─── 提示文

袖から気だるくふらふらと歩いてきて、座布団に座してもまだロバのようにふわぁあっとした様子なのだが、浪曲の語りになった途端に絶品の『落語家がやる浪曲』を披露された。浪曲が大好きな私にとっては、鳥肌ものの素晴らしく、絶妙な浪曲感で、その芸の幅広さというか、登場のやる気の無さから一転、浪曲に対する緻密な分析力、節に対する細部への配慮が感じられて、「うおお、これは浪曲を本気で愛している人の節だ!」と痺れてしまった。

もちろん、前記したように『落語家がやる浪曲』という感じである。これは、決して嫌味ではない。上手下手の話ではない。一般的な関東節とはなんたるか、という勘所を見事に抑えた節だと思った。さらに言えば、この『夕立勘五郎』という演目自体が、浪曲に対するパロディのようなネタなのだが、前半に浪曲好きも納得の絶妙に、『落語家がやる浪曲』という節を披露した後で、ネタに入ってからは徹底して『田舎者がやる浪曲』で節を唸る。

浪曲を少しでも知っている人であれば、抱腹絶倒の素晴らしい一席だった。

何と言うか、志ん輔師匠の浪曲は、胸を張って「どうだ!俺は浪曲を知ってるんだぜ!」という感じではない。「いやー、今回は100点取れないかも知れないなぁ」と周りには言いつつも、裏では猛勉強してテストに臨み、「うーん、なんとか100点取れたよ」と、さも努力した素振りを見せない感じというか、その姿勢に滲み出る知性を志ん輔師匠から感じたのである。(多分、言いたいことはそんな感じ)

 

 古今亭菊龍 ちしゃ医者

改めて思うのだが、文菊師匠のトリを支えるベテラン真打勢が凄まじい。

「待ってました!」の掛け声とともに、静かに得意ネタに入った菊龍師匠。

淡々とした語り口でありながら、見事な情景描写。スッと物語に入り込む技、そして醸し出される雰囲気。

まだ初見なので詳細な判断は出来ないが、菊龍師匠の語りは細部まで緻密でありながら、言葉数少なに情景を浮かび上がらせる、目立たないが凄まじい言葉の精査があるように感じられた。それでいて、その緻密さを感じさせない雰囲気、そして語りのリズム。

まだまだ演目を見ていないので何とも言えないが、機会があれば見てみたい。

 

古今亭文菊 三方一両損

はいはい、ネクストレベル~

と、思いつつ、文菊師匠の登場。やはり華がある。

そして、私の予感は外れていないと思う。この一席を聴いて確信に変わった。

文菊師匠は、大きな大きな目標を据えている。

それは、寄席では収まらない長尺のネタ。

──────

次の課題
1. 落語会の感想文で、文菊師匠が演じた演目は何ですか。
2. 落語会の感想文のうち、「まだ初見なので詳細な判断は出来ないが」で始まる段落を、主な内容を残して箇条書きにまとめてください。
3. 落語会の感想文を、最後の文「それは、寄席では収まらない長尺のネタ。」の後から書き継いでください。
項目は落語会の感想文とは関係ありません。

─── 抜粋データ

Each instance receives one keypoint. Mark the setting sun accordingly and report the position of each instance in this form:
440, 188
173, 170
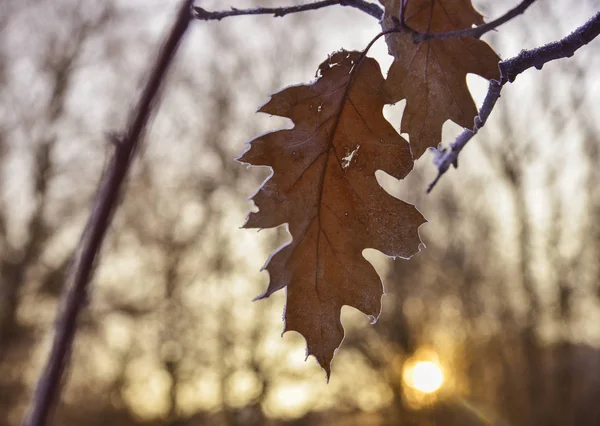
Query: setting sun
424, 376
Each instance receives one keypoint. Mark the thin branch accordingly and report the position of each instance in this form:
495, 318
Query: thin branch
473, 32
509, 70
365, 6
84, 259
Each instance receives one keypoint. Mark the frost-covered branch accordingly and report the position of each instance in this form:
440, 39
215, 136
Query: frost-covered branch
509, 70
365, 6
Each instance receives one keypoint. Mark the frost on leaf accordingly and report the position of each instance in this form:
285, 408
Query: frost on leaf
431, 75
332, 204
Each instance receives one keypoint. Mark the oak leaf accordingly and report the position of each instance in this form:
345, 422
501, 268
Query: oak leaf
323, 186
431, 75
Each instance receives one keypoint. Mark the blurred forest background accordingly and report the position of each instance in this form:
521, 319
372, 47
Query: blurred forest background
506, 295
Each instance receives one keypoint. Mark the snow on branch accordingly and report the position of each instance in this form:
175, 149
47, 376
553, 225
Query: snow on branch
509, 70
365, 6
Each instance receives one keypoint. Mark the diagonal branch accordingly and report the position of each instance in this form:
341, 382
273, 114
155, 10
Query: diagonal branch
363, 5
474, 32
509, 70
85, 257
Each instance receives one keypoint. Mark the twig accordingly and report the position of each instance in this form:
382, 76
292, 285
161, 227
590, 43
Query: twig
473, 32
49, 385
365, 6
509, 70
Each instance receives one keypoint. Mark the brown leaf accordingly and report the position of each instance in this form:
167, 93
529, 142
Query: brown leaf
324, 187
431, 76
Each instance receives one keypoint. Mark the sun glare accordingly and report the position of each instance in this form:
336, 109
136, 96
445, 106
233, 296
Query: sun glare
424, 376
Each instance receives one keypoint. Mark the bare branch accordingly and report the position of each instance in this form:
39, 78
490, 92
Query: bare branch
509, 70
365, 6
84, 259
477, 31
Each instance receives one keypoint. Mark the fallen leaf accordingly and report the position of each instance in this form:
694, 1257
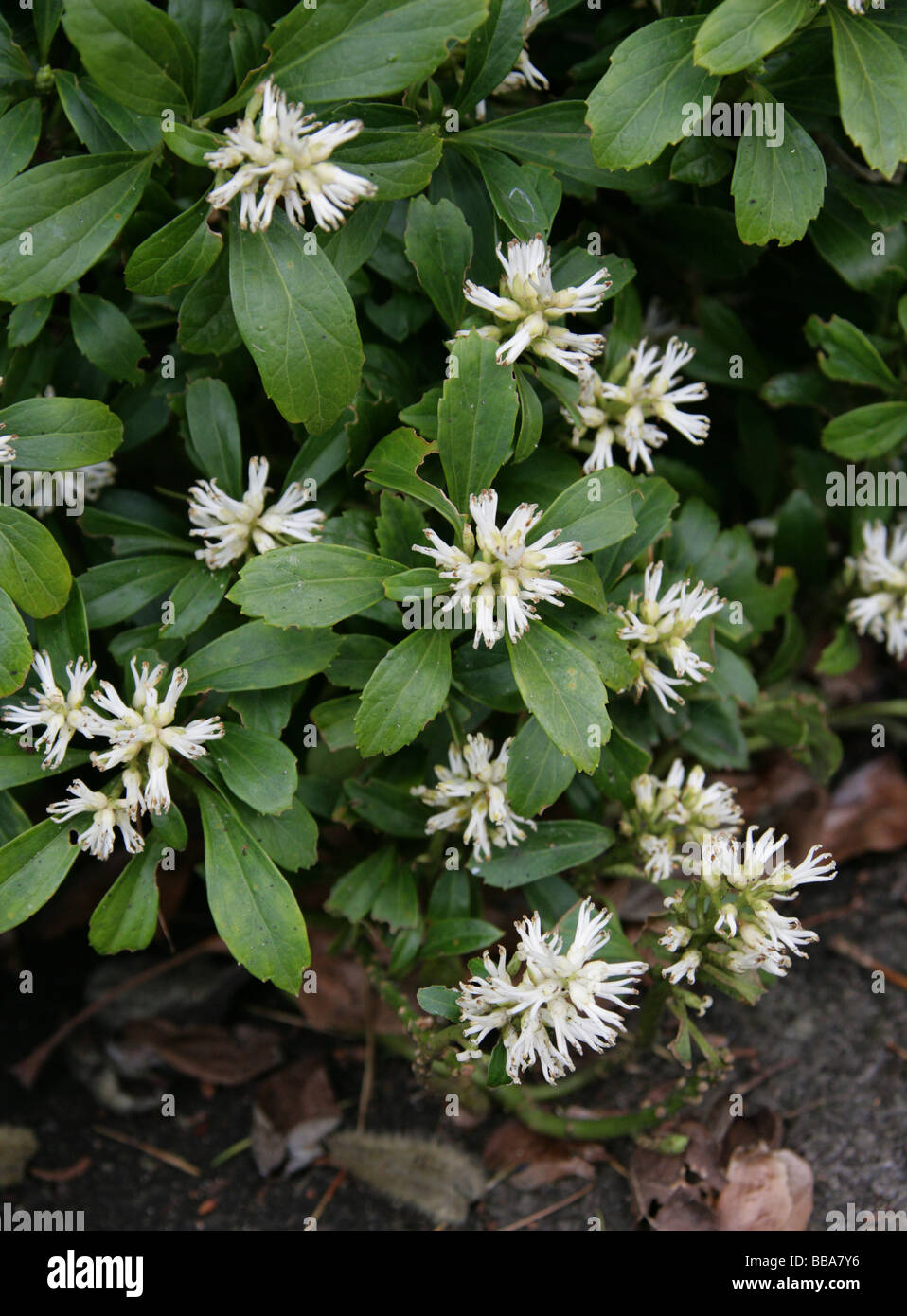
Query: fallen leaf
17, 1147
293, 1110
766, 1190
545, 1160
211, 1055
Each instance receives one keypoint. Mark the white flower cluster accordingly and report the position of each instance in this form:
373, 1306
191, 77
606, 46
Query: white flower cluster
472, 791
528, 306
555, 1005
95, 478
620, 409
675, 813
525, 74
231, 528
661, 627
501, 586
141, 738
287, 152
7, 451
736, 927
880, 571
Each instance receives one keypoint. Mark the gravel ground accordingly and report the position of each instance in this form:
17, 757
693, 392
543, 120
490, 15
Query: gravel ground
844, 1100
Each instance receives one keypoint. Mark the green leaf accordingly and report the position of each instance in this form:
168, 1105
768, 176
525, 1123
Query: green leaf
206, 24
64, 634
596, 511
353, 49
394, 463
353, 895
846, 353
20, 129
259, 657
552, 847
458, 937
215, 434
440, 1002
621, 761
531, 418
253, 908
562, 687
397, 903
297, 321
117, 590
134, 53
206, 323
477, 416
778, 185
399, 164
438, 242
513, 194
866, 431
845, 239
537, 772
14, 647
387, 807
553, 135
178, 253
71, 209
46, 14
840, 654
27, 321
870, 71
311, 584
404, 694
33, 571
61, 434
640, 105
127, 917
741, 32
492, 50
291, 839
257, 768
32, 867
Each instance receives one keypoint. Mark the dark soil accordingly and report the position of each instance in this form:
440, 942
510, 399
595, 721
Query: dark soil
844, 1099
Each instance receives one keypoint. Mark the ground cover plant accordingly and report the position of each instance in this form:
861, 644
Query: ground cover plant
471, 429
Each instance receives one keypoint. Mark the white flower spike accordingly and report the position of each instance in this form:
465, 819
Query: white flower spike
880, 573
472, 791
499, 586
660, 627
555, 1005
61, 715
286, 152
147, 728
526, 304
107, 813
232, 528
621, 414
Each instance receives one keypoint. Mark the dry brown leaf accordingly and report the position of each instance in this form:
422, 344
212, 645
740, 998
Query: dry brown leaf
545, 1160
766, 1191
211, 1055
293, 1110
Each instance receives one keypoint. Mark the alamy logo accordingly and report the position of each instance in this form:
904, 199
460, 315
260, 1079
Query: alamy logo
717, 118
40, 1221
71, 1272
865, 1220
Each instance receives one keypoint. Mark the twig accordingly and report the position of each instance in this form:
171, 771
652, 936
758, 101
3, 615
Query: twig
339, 1178
846, 948
178, 1163
546, 1211
27, 1069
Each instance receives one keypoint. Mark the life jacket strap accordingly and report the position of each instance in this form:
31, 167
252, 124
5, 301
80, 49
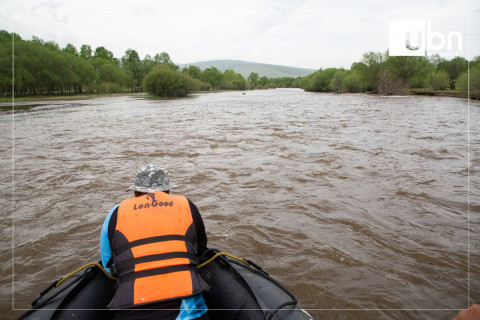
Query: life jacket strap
154, 272
155, 257
139, 242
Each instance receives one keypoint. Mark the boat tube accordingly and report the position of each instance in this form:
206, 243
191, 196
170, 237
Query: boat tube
239, 289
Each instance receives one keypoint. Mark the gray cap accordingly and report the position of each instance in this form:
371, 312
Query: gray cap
152, 178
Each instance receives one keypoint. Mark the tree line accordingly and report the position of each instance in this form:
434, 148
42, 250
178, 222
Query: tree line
43, 68
384, 74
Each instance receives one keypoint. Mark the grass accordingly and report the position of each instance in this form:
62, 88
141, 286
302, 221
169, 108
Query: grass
54, 98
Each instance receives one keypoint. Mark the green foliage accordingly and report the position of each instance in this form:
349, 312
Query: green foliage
463, 82
212, 76
70, 48
86, 52
164, 58
454, 68
438, 80
253, 79
193, 71
336, 82
352, 82
232, 81
164, 82
320, 80
135, 69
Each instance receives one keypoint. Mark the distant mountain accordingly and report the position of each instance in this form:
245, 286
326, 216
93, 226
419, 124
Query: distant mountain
245, 68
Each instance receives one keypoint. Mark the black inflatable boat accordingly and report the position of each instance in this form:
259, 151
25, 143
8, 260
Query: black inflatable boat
239, 289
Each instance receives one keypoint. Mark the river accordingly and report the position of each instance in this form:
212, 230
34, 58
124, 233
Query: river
364, 206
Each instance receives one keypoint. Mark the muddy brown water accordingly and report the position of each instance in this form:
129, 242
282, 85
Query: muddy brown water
364, 206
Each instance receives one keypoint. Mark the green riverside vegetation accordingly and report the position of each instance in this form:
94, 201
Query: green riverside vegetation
43, 68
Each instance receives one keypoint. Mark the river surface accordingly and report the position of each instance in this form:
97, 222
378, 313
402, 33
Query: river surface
364, 206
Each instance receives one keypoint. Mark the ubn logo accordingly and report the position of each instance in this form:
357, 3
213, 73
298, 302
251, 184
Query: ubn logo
415, 38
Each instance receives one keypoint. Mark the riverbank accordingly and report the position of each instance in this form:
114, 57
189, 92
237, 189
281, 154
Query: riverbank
440, 93
66, 97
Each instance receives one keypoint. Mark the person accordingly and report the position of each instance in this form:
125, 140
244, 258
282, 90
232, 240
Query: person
151, 243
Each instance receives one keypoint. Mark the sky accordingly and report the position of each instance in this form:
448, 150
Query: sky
300, 33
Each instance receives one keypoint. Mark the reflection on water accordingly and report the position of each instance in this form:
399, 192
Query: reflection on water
354, 202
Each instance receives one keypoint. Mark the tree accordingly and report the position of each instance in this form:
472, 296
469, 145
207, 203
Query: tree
86, 52
70, 48
336, 81
101, 52
454, 68
193, 71
473, 78
212, 76
373, 61
319, 81
439, 80
252, 79
165, 82
133, 65
404, 68
164, 58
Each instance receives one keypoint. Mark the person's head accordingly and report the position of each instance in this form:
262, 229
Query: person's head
151, 178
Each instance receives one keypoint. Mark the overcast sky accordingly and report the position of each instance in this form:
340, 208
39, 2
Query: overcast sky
301, 33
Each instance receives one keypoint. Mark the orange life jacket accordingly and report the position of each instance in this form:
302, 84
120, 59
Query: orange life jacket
154, 249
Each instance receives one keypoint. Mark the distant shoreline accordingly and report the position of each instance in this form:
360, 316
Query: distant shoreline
8, 100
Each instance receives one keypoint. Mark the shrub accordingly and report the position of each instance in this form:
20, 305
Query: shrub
165, 82
439, 80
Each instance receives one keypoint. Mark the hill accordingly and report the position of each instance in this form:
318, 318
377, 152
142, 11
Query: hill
245, 68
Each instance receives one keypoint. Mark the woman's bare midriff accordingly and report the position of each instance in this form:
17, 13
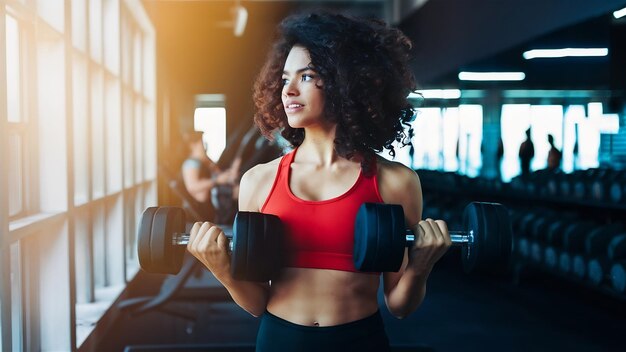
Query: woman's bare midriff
318, 297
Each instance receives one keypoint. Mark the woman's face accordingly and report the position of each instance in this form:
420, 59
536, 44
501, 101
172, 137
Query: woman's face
302, 95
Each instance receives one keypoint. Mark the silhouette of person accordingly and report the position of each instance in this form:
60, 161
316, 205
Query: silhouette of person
554, 155
526, 154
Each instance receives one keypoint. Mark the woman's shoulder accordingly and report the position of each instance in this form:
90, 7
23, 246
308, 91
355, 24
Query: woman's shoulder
396, 181
393, 168
260, 172
256, 185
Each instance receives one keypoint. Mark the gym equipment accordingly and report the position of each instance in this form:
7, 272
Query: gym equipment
617, 255
380, 237
573, 243
255, 244
595, 258
257, 240
553, 243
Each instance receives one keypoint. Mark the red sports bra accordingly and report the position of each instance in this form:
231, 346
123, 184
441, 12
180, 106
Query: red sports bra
319, 234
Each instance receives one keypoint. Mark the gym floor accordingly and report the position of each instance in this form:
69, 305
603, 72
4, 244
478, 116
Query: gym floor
460, 312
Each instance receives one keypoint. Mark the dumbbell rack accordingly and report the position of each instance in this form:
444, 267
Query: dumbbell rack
446, 186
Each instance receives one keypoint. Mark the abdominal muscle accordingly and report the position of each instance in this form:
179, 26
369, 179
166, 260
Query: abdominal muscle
319, 297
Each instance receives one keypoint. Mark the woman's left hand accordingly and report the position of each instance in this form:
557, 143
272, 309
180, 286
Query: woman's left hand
432, 240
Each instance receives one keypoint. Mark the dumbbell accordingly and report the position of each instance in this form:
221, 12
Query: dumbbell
255, 245
573, 243
596, 246
381, 237
617, 254
554, 242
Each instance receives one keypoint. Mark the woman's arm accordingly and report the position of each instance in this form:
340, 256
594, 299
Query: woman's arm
209, 244
195, 184
405, 289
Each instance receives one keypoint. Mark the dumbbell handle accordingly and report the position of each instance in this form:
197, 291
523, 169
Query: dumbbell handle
458, 238
182, 239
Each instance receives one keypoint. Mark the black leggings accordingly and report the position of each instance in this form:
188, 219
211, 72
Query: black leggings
364, 335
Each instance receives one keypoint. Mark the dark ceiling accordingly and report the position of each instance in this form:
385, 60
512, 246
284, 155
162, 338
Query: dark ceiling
197, 55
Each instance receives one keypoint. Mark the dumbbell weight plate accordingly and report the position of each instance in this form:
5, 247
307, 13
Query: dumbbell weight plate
143, 239
165, 257
618, 276
493, 238
379, 237
257, 246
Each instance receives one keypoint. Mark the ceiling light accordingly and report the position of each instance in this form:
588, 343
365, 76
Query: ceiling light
565, 52
491, 76
436, 94
240, 15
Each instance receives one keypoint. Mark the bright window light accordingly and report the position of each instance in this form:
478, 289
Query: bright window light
607, 123
565, 52
437, 94
491, 76
212, 121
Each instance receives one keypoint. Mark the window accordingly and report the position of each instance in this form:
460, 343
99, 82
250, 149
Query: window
81, 161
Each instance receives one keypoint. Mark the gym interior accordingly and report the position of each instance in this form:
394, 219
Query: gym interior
97, 94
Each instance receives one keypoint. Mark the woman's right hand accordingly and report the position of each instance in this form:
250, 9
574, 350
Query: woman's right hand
209, 245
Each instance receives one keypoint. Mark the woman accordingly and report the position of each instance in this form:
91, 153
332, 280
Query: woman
200, 173
337, 87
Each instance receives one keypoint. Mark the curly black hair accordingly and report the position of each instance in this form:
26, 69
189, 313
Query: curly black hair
364, 66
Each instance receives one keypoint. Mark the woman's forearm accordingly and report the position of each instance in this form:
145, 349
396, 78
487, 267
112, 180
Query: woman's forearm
409, 292
251, 296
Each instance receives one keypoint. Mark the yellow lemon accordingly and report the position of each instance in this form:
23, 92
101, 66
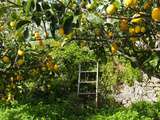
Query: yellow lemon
123, 25
136, 18
147, 4
20, 62
36, 35
6, 59
19, 77
133, 39
143, 29
110, 34
114, 48
137, 29
156, 14
20, 52
129, 3
111, 9
98, 32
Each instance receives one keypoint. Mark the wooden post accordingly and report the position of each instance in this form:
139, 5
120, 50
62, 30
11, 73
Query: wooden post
97, 85
79, 77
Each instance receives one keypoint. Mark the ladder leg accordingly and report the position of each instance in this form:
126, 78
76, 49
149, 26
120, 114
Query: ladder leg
97, 85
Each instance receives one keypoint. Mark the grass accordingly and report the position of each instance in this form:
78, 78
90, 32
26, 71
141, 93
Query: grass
74, 108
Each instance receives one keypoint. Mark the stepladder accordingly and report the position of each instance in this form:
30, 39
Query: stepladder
88, 79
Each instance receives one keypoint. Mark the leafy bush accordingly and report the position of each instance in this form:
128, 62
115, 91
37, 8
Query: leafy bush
116, 71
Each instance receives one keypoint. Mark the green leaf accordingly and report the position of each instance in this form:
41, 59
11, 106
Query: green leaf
91, 17
21, 23
154, 61
117, 3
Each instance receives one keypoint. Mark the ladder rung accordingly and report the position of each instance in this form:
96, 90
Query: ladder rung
87, 93
88, 81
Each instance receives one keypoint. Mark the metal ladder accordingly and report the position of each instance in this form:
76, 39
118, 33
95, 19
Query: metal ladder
80, 82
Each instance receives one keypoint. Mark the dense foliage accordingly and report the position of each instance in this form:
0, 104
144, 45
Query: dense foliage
42, 42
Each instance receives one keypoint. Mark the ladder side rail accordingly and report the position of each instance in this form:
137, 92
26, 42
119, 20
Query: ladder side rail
79, 77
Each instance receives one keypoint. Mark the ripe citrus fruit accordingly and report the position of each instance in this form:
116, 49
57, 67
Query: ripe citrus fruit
13, 24
20, 52
137, 29
136, 18
61, 31
110, 34
123, 25
156, 14
19, 77
111, 9
143, 29
36, 35
147, 4
6, 59
131, 30
129, 3
20, 62
56, 67
114, 48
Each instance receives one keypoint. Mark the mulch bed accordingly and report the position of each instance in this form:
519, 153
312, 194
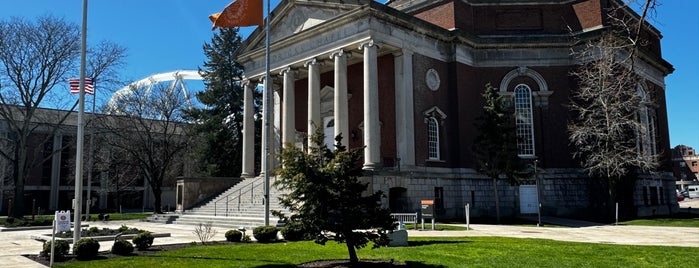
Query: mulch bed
160, 248
107, 254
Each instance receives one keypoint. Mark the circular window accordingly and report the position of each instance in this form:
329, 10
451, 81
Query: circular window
432, 79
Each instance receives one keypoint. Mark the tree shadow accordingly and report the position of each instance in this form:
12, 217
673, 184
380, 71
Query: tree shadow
362, 264
433, 242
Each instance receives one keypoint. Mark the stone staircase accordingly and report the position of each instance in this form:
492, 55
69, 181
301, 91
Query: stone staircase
240, 206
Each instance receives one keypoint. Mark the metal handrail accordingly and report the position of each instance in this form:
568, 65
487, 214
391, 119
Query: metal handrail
240, 194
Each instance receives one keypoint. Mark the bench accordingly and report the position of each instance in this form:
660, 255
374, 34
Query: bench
403, 218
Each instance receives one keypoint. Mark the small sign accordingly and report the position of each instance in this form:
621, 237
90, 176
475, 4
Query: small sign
427, 208
62, 221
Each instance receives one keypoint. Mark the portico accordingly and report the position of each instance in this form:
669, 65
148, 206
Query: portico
307, 73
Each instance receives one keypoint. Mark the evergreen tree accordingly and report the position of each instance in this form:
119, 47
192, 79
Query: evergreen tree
495, 146
328, 200
220, 122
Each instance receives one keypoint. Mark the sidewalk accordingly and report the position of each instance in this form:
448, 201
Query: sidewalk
19, 242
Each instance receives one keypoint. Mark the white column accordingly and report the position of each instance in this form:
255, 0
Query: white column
405, 135
55, 171
340, 103
372, 131
313, 98
288, 108
275, 148
248, 130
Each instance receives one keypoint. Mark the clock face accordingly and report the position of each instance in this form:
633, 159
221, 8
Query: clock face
432, 79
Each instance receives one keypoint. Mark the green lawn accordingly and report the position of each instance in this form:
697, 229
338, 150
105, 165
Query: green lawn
422, 252
680, 220
47, 220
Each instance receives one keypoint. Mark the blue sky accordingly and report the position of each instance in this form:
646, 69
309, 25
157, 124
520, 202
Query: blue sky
167, 35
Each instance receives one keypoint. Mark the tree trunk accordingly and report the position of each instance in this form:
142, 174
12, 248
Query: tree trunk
352, 251
20, 158
497, 200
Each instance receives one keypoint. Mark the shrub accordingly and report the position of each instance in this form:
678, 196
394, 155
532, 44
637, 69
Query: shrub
205, 232
60, 251
265, 234
293, 232
122, 247
93, 231
123, 228
143, 240
86, 248
245, 239
233, 236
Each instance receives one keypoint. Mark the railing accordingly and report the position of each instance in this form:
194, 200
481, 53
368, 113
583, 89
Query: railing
237, 197
405, 218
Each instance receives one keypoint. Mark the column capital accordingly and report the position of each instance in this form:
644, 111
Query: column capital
312, 61
340, 53
369, 43
287, 70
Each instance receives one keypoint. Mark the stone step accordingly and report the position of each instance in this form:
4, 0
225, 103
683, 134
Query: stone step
227, 222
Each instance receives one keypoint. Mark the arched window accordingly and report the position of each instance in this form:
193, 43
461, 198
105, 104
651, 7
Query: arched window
524, 120
646, 116
433, 138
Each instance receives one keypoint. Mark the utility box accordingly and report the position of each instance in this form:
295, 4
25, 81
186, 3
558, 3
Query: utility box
427, 209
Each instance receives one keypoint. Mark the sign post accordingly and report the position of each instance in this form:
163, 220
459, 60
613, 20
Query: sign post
61, 223
427, 209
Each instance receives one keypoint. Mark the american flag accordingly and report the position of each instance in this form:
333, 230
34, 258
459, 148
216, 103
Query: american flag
75, 86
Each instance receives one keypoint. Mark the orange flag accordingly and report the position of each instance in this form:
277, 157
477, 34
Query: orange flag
238, 13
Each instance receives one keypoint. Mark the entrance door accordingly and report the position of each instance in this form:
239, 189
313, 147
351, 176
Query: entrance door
329, 131
528, 200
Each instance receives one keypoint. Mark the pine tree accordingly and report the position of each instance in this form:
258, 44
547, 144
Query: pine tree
327, 198
496, 145
220, 122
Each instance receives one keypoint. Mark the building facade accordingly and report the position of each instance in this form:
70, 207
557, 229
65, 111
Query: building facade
109, 183
404, 79
685, 166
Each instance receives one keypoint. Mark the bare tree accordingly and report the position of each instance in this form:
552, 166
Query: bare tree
147, 126
35, 58
610, 128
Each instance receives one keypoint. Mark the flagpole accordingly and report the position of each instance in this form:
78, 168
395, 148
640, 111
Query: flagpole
268, 104
90, 154
77, 206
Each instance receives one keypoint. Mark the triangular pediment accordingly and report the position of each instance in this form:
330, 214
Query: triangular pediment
295, 16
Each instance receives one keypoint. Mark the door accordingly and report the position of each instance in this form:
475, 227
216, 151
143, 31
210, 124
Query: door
528, 199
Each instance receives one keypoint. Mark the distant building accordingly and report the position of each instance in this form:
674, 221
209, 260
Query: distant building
404, 79
51, 182
685, 166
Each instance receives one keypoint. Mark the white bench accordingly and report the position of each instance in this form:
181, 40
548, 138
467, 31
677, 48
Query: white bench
405, 218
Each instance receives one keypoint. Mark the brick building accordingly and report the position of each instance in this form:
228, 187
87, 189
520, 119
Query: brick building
685, 166
404, 79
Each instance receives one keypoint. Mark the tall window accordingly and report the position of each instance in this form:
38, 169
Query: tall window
433, 138
646, 115
524, 120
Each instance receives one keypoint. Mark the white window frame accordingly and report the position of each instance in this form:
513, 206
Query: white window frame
432, 139
524, 120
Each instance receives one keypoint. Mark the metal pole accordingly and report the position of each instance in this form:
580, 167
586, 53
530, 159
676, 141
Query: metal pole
90, 154
81, 126
268, 104
538, 195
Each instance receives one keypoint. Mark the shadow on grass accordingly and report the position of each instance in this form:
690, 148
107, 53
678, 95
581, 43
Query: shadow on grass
369, 264
433, 242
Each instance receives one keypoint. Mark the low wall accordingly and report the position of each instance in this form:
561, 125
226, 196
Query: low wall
193, 191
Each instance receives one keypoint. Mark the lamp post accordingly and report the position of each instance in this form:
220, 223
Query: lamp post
538, 192
77, 205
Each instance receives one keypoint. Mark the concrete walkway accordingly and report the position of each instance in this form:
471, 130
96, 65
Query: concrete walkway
16, 243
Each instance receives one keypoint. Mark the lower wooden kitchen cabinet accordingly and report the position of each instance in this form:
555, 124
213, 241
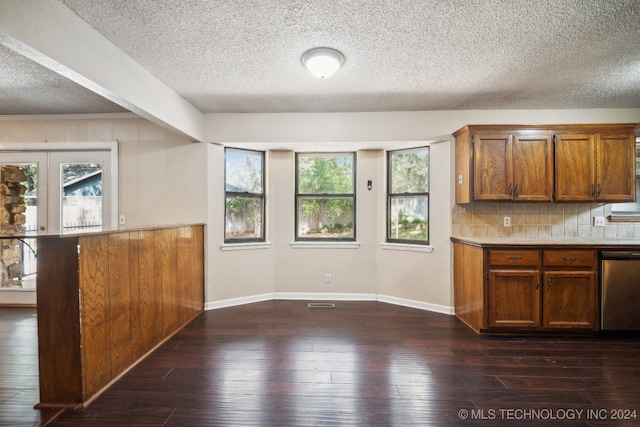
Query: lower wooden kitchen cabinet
536, 290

──────

解答結果
1. 「三方一両損」です。

2.
- 初見のため、詳しい判断はできない
- 菊龍師匠の語りは細部まで緻密である
- 少ない言葉数で情景を浮かび上がらせる
- 目立たないが、言葉を徹底して精査しているように感じられた
- それでいて緻密さを感じさせない雰囲気と、語りのリズムがある

3.
当然、ネタ卸し直後から小さな会で披露している『百年目』がそれだ。

『百年目』を大きな目標に据えた文菊師匠は、さらに寄席の尺に収まる

ネタに磨きをかけている。古典の雰囲気を精緻に、まるで一つ一つの

パズルを一日一日、嵌めては外し、嵌めては外しを繰り返しているように思う。

同時に、そのパズルがどれほど巨大なものか、そして、自分はそのパズルの

どこまでを見ることが出来るのか、試行錯誤しているように私には思えるのだ。

見据えている地平が変わったと言えば良いだろうか。より高い位置で

地平を見渡すための体力を作っているように私には思えるのである。

三方一両損』や『百年目』、『厩火事』などに代表されるような、

教え諭す者と改心する者の両者を描こうと、その任を担おうとしているように思う。

それは、傲慢さによって相手に教え諭そうというのではない。

むしろ、客席にいる全員と同じ目線で物を言うことが出来るように、挑戦している。

だから、自らの見た目を自虐的にマクラで語ることによって、

観客との柵を何とか取り払おうとしているように私には思えるのだ。

三方一両損』という話は、簡単に言えば『江戸っ子の粋さが激突する』、とても心持ちがスカッとする内容である。

とにかく文菊師匠の張りのある声で発せられる啖呵。これが何よりも素晴らしい。いつか『大工調べ』を聞いてみたいと思っているくらいに、声と啖呵が絶品である。

同時に、細部に対する気配りも忘れない。上がったり下がったりで米の値上げの話をしたり、財布を受け取らない男と、財布を渡そうとする男の意地の張り合い。表情、間、声のトーン。全てが粋だ。

どうしてこんなに心が清々しいのだろうか。恐らく、文菊師匠が何よりも落語の世界に身を浸し、一つ一つの言葉を精緻に組み上げているからだろう。

今後、大きな予感として、小さな会では長尺のネタを果敢に掛けて行くのではないだろうか。独演会でも積極的に大ネタを披露されると思うし、独演会でしか聞けない裏話も出てくると思う。40歳という節目、不惑である。

何かに惑うことを止めて、一つ、目標を据え、それに向けて大きくギアを変えている。間違いないと思う。

浅草演芸ホールで初めて文菊師匠と出会ったその日から、文菊師匠は日々、進化し続けている。

十年、二十年、三十年先に、一体どんな芸を見せてくれるのか。

今から、楽しみでならない。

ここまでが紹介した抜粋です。